▶ _EXERCISE GOAL_: Rewrite the entries below with "For the benchmark" swapped for "For the evaluation" everywhere and nothing else changed, leaving out the pictures.
** START OF GIVEN DATA **
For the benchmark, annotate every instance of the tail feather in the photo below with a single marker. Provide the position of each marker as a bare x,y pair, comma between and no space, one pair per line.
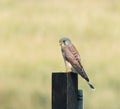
91,86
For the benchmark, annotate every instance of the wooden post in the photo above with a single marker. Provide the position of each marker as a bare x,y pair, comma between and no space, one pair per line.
64,91
80,99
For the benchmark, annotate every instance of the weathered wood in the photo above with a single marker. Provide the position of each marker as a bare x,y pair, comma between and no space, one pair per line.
64,91
80,99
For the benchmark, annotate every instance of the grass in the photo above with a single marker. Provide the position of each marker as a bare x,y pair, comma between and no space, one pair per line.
29,50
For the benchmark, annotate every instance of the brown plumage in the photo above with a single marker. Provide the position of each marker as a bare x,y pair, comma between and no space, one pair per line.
71,56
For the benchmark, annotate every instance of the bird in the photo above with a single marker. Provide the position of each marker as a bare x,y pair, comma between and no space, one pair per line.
72,59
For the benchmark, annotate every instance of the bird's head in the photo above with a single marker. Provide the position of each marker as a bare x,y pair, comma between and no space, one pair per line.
64,41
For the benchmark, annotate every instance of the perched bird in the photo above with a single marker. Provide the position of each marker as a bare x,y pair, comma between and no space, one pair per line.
72,59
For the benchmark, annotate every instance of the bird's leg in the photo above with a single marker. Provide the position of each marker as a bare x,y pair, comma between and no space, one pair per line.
67,66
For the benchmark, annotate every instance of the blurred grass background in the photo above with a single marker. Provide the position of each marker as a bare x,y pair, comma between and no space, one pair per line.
29,50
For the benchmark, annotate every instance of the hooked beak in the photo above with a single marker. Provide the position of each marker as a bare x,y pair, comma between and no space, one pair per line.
60,43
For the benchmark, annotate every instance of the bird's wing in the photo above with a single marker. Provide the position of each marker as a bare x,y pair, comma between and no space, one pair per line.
72,56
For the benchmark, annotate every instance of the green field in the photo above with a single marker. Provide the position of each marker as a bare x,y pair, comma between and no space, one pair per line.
30,52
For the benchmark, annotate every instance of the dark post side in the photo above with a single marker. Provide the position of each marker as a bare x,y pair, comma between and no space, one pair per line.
64,91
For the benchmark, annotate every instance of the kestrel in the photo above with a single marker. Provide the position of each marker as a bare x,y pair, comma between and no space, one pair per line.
72,59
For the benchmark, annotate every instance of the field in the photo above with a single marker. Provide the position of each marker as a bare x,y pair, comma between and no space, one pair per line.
30,52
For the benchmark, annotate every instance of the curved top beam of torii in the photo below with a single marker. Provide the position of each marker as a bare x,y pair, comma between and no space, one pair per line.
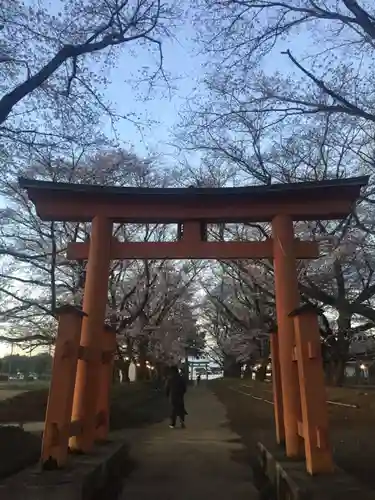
** END OF GIVEN DATA **
▶ _ANSWER TO THIS EXERCISE_:
For the evaluation, annotate every instance of the tail feather in the photo below with a single marker. Provide the position of each marker as a bare x,y pair, comma between and no space, one pair per line.
91,86
For the evaluation, annotate every instance of the wooden post in the photo above with a single marker. Provide the position of each marker as a bare x,y pair, comma between and no space, one pair per line.
64,91
80,99
For the evaluation, annotate every instance of the weathered wood in the photo above with a single marker. Provide the position of each marker as a bare x,y pair, comma between and no space, one pair per line.
64,91
80,99
For the evaluation, annotate every instance of the grass in the photo above with a single marker. Provide the position of each marker as a bare x,y pair, comma between and no space, one pair per line.
29,50
For the evaluation, annotate every instance of the brown plumage in the photo above with a single marker. Provide the position of each marker as a bare x,y pair, comma between and no space, one pair per line.
71,56
For the evaluation, annotate every instance of the bird in the photo above with a single marker. Provide the position of each marker as a bare x,y pair, comma between and no space, one pair per line.
72,59
For the evaluation, annotate every instance of the bird's head in the photo above with a single marker. Provide the position of each marker as a bare x,y pair, comma between and no space, one pair per line.
64,41
For the evaluation, annotate every instance of the perched bird in the photo above with a single marker. Provide the position of each marker as a bare x,y pair, comma between and no space, one pair per line.
72,59
For the evaluation, annotate every instance of the bird's leg in the photo above with a single marker. Provide the position of each marker as a bare x,y pair, comma between and no space, one pair per line.
67,66
For the evaluation, annotate every instance of the blurred grass background in the photo above with a single marker. Provide the position of each marker as a bare x,y pair, comma between and no space, one pair per line.
29,50
For the evaluation, annotate every instance of the hooked beak in the photo above with a single marker. Provide the position of each marker as a bare x,y pair, comma between and no space, one pair per line.
60,43
For the evaluation, annotate every instance of the bird's wing in the photo above with a single marker. Provide the position of each marker as a bare x,y pair, comma between and no space, one pair per line.
72,56
For the evaluation, annotate every instance of the green field in the photo above with a single marker. Provide the position of each marker as a bare x,y pair, comma between and no space, one pair per line.
30,52
For the evaluation, annotate every instance of the dark post side in the photo above with a single marker. Provide the position of each marker as a bare x,y pair, comma between and no space, one pair per line.
64,91
For the evaluation, annotate every instance of the kestrel in the photo above with a single marker. Provide the position of each marker as a bare x,y pair, comma between and no space, one pair per line.
72,59
For the evaluation, annotate every instance of the field in the photo above with a single marker. Provide the position of each marker as a bare x,y pair, comma between and no space, one pair per line.
30,52
For the evaluation, annotate every instance of the curved top beam of torii in the photo below with a single marker. Provide the position of each marker as a bare x,y pair, comma between and no space, one pair per line.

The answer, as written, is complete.